- Document text -
Dedicating Staff Time
Because the group already had EHRs in place, most of the costs of getting started focused on personnel rather than equipment or infrastructure, says Munger. For example, a group director who had been managing the group's 11 primary-care offices switched gears to spend most of her time on PCMH issues. In addition, a full-time assistant was hired to help with preparing and uploading documents to the NCQA site.
Munger reduced his patient load by about 15 percent during the process but both he and the primary-care group director still struggled to juggle their PCMH responsibilities with the demands of their regular jobs. It was not until after the group achieved recognition in October 2013 that there was room in the budget to hire several registered nurses to help with care coordination and transitions after hospital discharge.
"Everyone had very busy lives during the transition," says Munger. "Human resources are the primary cost once you have the technology in place."
Getting buy-in from everyone in the practice was the most challenging part of the process, says Munger.
"We were embarking on a real redesign of work flows and thought processes going from an episodic model of care to thinking beyond individual patients to population-based care," he says. "Change management was very important in order to get buy-in from everyone, from physicians to office assistants, and make sure they understood how this will improve patient care."
Many employees were skeptical that the long-term benefits would eventually outweigh the costs — in both time and money — of gaining medical home status.
"At the time, Blue Cross-Blue Shield was offering to pay us for care coordination but there were no other plans in our market doing this and a lot of people wondered what we would get out of it," says Munger. "They wanted to know how this would really help the patient and whether we would see returns on adding a lot of extra work and personnel."

- Exercises -
• a. Repeat the passage on the group's medical home effort word for word, starting at "Munger reduced his" and ending at "process, says Munger.".
• b. In the passage on the group's medical home effort, when did the group achieve recognition?
• c. Resume the passage on the group's medical home effort, picking up after its final sentence.
The lines that come after this are not needed.

- Data for analysis -
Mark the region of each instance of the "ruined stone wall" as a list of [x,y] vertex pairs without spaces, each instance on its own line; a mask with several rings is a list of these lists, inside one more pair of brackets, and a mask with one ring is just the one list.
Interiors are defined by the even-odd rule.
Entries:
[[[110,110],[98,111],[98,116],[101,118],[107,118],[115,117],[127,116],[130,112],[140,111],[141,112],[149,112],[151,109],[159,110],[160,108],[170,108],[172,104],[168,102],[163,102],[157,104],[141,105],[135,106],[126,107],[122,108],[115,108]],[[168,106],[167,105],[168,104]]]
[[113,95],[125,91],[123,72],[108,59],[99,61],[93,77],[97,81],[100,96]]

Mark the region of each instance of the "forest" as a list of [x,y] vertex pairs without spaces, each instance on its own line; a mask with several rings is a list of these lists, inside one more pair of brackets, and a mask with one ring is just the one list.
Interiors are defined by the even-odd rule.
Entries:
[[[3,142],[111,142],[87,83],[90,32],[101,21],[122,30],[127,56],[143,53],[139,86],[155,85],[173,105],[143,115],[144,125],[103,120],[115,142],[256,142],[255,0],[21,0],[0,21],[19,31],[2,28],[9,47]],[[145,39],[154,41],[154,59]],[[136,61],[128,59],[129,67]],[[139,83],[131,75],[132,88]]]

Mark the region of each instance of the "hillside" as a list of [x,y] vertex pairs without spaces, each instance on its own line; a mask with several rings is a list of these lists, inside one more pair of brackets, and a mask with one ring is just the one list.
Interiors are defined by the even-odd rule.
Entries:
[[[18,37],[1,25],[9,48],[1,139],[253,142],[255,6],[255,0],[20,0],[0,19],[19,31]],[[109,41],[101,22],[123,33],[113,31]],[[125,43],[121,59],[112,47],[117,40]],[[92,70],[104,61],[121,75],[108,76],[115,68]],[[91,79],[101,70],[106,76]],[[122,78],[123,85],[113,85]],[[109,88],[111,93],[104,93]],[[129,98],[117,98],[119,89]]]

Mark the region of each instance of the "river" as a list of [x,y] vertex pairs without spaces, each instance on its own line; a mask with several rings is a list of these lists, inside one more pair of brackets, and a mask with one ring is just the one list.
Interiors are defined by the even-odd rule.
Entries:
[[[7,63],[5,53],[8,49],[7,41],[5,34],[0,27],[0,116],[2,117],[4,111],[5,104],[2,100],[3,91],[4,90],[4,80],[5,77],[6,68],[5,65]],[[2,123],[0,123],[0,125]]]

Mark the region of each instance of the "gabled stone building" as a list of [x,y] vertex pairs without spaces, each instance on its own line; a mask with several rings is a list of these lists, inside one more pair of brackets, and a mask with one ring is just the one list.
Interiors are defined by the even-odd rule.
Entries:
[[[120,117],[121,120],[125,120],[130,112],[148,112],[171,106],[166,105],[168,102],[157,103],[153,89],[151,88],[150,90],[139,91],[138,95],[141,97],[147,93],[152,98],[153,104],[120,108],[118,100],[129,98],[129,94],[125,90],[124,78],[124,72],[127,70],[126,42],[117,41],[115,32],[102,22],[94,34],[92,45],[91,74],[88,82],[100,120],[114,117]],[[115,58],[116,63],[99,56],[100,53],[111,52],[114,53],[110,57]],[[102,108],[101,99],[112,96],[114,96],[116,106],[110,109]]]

- Answers by task -
• a.
Munger reduced his patient load by about 15 percent during the process but both he and the primary-care group director still struggled to juggle their PCMH responsibilities with the demands of their regular jobs. It was not until after the group achieved recognition in October 2013 that there was room in the budget to hire several registered nurses to help with care coordination and transitions after hospital discharge.
"Everyone had very busy lives during the transition," says Munger. "Human resources are the primary cost once you have the technology in place."
Getting buy-in from everyone in the practice was the most challenging part of the process, says Munger.

• b. In October 2013.

• c.
Adjusting to team-based care was another hurdle in the beginning, he says. While clinicians agreed with the concept of teamwork and sharing patient care with advanced practitioners, it has taken time for them to truly embrace it.
"No one would want to give them up now but a year or so ago, there were a lot of misunderstandings about what our nurse coordinators would do and how they would improve care," says Munger.
Soon after St. Luke's received recognition, Munger hired two nurse coordinators for his office and plans to add three more by September 2015. The group has also shifted more patient care responsibilities to triage nurses and medical assistants to ensure that they work at the top of their licensures.
"Achieving your recognition is just the beginning of your journey to transform your practice," says Munger. "For us, it continues to be a work in progress."
Reaping the Benefits
Patients began to take notice when St. Luke's expanded access to care. The group now offers same-day appointments at all locations and three offices have opened walk-in clinics managed by nurse practitioners, Monday through Saturday.
"The walk-in clinics have become a way to attract new patients," says Munger. We've increased our patient load by about 19 percent since the clinics opened."